TEXT BLOCK
┌──

Bacteria responsible for decimating starfish in North America identified

Science Editorial, Aug 4 (EFE).- A scientific team has identified a bacterial species as the cause of sea star wasting syndrome, which has decimated populations along the west coast of North America since 2013 and is behind the widespread loss of seaweed habitats.

This discovery comes more than a decade after the start of the epidemic that has killed billions of sea stars, representing more than 20 different species from Alaska to Mexico. Sea star wasting disease is considered the largest marine epidemic ever documented in nature.

The results of the new four-year research are published in the journal Nature Ecology & Evolution, in an article in which the scientists describe the "elusive" microorganism they say is responsible for the disease: a strain of the bacterium Vibrio pectenicida.

Vibrio is a genus of bacteria that has devastated corals and shellfish, as well as humans (Vibrio cholerae is the pathogen that causes cholera), explains a statement from the Hakai Institute of Canada, which notes that a strain of V. pectenicida has previously been shown to also kill the larvae of several species of scallop.

└──

PROBLEMS TO SOLVE
a: Put this sentence from the sea star article into Spanish: "Sea star wasting disease is considered the largest marine epidemic ever documented in nature."
b: Answer from the sea star article:
(i) Since what year has the syndrome decimated populations along the west coast of North America?
(ii) How many years did the new research take?
(iii) Which Vibrio species is the pathogen that causes cholera?
c: Transcribe the sea star article from the words "This discovery comes" up to and including the words "bacterium Vibrio pectenicida.".
Rely only on the sea star article for everything asked here.

Extracted data entries:
┌──

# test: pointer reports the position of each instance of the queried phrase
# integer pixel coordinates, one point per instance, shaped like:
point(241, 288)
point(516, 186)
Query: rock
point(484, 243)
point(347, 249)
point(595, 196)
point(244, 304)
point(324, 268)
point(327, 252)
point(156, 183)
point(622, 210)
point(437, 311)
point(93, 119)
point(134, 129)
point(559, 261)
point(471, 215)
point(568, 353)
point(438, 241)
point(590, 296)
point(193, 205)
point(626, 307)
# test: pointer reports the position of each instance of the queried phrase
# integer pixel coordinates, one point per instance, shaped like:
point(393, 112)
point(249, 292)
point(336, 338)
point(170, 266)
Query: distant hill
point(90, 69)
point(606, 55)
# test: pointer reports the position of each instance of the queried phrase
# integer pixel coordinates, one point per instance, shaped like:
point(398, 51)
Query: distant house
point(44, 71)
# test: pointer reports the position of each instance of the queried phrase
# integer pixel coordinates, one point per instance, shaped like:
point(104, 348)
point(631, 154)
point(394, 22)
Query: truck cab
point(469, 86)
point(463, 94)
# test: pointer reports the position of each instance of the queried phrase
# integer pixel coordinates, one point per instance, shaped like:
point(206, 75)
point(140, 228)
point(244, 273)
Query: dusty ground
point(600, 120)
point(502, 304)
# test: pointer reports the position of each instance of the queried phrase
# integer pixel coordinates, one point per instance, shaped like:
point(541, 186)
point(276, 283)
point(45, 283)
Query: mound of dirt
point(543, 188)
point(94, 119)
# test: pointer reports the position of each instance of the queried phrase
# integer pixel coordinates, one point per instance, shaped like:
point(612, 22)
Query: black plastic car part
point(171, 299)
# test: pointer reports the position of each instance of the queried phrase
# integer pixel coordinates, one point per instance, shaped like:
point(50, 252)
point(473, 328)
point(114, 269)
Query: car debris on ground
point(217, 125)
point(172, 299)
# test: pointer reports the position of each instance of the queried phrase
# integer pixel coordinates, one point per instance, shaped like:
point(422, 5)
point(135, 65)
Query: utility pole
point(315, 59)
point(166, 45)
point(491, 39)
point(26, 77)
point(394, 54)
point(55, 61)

└──

PROBLEM SOLUTIONS
a: La enfermedad de desgaste de las estrellas de mar se considera la mayor epidemia marina jamás documentada en la naturaleza.

b:
(i) 2013
(ii) Four years
(iii) Vibrio cholerae

c:
This discovery comes more than a decade after the start of the epidemic that has killed billions of sea stars, representing more than 20 different species from Alaska to Mexico. Sea star wasting disease is considered the largest marine epidemic ever documented in nature.

The results of the new four-year research are published in the journal Nature Ecology & Evolution, in an article in which the scientists describe the "elusive" microorganism they say is responsible for the disease: a strain of the bacterium Vibrio pectenicida.